*AIM OF THE EXERCISE*:
How many lines in the data below contain the word "house"? Treat uppercase and lowercase as different, and reply with the number alone.

*INPUT*:
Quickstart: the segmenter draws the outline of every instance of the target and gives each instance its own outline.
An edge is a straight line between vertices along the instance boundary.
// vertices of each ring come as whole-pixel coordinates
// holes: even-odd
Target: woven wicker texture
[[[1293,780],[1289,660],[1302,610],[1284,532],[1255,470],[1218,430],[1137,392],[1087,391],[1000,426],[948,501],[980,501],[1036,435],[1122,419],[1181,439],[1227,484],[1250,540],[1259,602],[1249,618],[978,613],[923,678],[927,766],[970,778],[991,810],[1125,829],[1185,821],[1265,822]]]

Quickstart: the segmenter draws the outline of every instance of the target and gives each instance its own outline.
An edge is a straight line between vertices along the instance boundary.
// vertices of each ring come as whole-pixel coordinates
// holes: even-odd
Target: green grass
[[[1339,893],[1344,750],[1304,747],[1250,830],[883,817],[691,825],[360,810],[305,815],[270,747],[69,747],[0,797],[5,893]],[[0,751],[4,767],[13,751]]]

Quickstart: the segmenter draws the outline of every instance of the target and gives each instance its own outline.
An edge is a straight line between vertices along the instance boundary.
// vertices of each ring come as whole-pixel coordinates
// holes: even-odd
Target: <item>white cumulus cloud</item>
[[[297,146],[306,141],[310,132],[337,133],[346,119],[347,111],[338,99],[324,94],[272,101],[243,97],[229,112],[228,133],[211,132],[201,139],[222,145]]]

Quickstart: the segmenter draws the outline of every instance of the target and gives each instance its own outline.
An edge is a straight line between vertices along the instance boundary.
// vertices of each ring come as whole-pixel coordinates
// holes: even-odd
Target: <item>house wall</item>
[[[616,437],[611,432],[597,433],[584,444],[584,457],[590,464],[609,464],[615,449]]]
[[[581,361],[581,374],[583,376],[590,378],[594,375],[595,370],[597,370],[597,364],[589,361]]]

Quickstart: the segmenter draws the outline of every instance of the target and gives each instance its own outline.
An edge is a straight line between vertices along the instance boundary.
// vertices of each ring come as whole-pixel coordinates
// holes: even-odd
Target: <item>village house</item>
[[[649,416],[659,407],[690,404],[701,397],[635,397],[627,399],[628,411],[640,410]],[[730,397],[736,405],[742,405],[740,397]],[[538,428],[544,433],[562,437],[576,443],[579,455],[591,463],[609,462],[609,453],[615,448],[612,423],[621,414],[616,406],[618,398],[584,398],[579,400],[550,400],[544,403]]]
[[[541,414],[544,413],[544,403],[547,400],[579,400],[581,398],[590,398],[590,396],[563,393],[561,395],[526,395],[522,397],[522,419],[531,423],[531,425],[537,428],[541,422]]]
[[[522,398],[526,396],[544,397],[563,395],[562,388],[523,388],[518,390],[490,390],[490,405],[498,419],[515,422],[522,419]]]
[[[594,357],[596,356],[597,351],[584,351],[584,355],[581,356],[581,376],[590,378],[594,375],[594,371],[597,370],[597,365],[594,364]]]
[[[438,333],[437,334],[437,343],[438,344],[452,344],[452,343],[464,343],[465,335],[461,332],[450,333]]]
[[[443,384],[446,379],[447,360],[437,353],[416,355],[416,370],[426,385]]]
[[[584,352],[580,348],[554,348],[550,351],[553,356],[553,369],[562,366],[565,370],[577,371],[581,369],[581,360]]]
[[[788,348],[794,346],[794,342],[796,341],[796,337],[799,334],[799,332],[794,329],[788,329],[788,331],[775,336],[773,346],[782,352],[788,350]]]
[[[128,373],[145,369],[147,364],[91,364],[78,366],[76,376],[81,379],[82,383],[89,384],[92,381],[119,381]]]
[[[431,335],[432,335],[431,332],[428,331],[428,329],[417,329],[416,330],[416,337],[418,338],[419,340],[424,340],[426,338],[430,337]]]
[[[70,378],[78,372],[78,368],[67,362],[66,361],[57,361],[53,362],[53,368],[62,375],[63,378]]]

*OUTPUT OF THE EXERCISE*:
2